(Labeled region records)
** BEGIN **

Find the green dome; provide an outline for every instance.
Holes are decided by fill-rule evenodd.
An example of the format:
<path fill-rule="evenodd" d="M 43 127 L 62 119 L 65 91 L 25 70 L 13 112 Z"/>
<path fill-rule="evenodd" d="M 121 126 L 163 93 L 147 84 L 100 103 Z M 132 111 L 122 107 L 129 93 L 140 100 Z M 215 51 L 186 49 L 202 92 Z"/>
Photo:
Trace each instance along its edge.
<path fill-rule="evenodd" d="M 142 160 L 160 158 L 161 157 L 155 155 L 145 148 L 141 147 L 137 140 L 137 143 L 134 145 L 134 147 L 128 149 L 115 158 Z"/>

** END **

SET EXERCISE ::
Rewrite the listing so that "instance" becomes "occurrence" wherever it appears, keeping everything else the same.

FULL SOLUTION ::
Find the green dome; provide an outline for every occurrence.
Holes are decided by fill-rule evenodd.
An example of the format:
<path fill-rule="evenodd" d="M 43 127 L 62 119 L 65 91 L 25 70 L 13 112 Z"/>
<path fill-rule="evenodd" d="M 121 126 L 163 93 L 147 84 L 100 103 Z M 132 111 L 122 107 L 129 93 L 140 100 Z M 215 51 L 186 49 L 202 92 Z"/>
Photo:
Trace each occurrence along its edge.
<path fill-rule="evenodd" d="M 142 160 L 160 158 L 161 157 L 155 155 L 145 148 L 141 147 L 137 140 L 137 143 L 134 145 L 134 147 L 128 149 L 115 158 Z"/>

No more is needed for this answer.